Saved entries:
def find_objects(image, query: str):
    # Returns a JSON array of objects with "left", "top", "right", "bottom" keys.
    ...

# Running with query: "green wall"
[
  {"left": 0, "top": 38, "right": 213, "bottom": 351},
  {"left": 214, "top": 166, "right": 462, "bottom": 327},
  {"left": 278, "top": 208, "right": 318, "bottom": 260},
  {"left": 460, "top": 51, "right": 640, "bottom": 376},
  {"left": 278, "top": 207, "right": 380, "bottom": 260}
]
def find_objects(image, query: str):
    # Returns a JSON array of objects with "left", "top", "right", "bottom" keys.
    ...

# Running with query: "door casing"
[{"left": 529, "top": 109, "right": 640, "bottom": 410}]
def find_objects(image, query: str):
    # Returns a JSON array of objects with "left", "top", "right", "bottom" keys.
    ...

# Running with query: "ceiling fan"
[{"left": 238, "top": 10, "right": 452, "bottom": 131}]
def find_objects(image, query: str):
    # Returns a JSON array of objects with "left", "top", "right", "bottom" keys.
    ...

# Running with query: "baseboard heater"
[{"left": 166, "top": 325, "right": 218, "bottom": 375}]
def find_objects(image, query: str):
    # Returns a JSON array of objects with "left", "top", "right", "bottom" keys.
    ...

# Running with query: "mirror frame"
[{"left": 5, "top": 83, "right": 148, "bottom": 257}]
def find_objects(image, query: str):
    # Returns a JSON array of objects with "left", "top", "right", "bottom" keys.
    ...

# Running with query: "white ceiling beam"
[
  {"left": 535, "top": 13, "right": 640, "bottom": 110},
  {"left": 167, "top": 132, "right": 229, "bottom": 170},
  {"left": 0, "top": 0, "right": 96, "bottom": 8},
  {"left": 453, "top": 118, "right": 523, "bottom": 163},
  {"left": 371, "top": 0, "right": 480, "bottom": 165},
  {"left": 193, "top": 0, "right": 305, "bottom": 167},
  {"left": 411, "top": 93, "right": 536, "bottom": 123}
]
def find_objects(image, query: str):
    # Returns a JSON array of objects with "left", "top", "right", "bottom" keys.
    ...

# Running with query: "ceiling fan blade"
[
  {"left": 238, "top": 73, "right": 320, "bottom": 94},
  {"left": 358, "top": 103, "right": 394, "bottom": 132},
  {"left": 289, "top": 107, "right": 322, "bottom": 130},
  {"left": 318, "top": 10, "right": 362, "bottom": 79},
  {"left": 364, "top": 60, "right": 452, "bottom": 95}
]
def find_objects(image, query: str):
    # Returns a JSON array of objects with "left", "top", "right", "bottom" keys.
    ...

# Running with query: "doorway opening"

_EXERCISE:_
Please report every line in the records above that contains the word "Running", copying each such line in full.

_THE SOLUTION:_
# Running with query: "green wall"
# Running with query: "door casing"
# Running with query: "ceiling fan"
# Running with query: "baseboard heater"
# Running with query: "mirror frame"
# Running with query: "white ceiling beam"
# Running with query: "ceiling fan blade"
# Running with query: "doorway opening"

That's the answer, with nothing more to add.